» Aim of the task
Rewrite the rows from the line with "For every instance of the front" through the end of the rows, requests included, shifting every x and y coordinate in the answers by -41 and leaving the requests unchanged.

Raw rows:
-- start --
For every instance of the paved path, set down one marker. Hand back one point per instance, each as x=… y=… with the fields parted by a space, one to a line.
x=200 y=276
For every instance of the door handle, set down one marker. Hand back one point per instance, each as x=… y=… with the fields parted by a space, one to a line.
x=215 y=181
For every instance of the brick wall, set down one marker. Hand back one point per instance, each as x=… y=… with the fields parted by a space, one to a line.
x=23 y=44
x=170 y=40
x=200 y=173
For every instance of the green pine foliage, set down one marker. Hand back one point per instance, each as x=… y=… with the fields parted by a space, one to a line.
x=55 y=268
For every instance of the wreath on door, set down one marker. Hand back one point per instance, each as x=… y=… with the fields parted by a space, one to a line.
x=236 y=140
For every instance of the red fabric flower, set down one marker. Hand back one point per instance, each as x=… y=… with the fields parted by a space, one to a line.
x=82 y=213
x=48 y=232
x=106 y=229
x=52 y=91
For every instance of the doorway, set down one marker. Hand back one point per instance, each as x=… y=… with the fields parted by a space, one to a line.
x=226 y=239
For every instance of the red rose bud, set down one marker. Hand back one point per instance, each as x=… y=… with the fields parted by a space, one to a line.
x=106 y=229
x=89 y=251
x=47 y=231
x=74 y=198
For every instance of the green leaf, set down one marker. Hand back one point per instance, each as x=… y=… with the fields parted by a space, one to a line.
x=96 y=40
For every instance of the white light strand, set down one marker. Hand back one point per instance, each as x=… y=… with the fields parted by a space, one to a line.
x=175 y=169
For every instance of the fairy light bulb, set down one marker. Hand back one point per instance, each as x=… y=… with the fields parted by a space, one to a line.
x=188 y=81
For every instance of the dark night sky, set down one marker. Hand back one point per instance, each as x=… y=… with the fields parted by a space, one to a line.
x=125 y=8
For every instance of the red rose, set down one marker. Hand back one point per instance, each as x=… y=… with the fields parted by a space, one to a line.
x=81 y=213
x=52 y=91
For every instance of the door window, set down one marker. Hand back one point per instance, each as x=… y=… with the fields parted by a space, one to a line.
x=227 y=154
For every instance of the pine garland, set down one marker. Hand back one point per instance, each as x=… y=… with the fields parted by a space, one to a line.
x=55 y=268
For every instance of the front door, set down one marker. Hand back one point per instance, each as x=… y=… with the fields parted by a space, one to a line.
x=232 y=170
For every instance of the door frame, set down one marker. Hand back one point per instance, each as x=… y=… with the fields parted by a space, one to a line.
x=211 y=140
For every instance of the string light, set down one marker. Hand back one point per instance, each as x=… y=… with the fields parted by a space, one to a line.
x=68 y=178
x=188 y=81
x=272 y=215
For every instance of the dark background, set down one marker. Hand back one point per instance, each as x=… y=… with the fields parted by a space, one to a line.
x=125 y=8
-- end --
» Completed task
For every instance of the front door, set down one marker. Hand back one point per instance, each as x=… y=… with the fields parted by a space, one to a line.
x=191 y=129
For every instance of the door frame, set down one marker. Hand back one point per instance, each as x=… y=… with the fields parted by a space, one to a line.
x=170 y=99
For every instance of the string light, set down one marker. Hand back one point per instance, each as x=… y=… with the fields parted by a space, one to a line.
x=27 y=137
x=147 y=40
x=231 y=174
For every instance of the dark background, set down one marker. Hand back one point per instance, each as x=… y=… with the fields parted by a space, one to a line.
x=84 y=-33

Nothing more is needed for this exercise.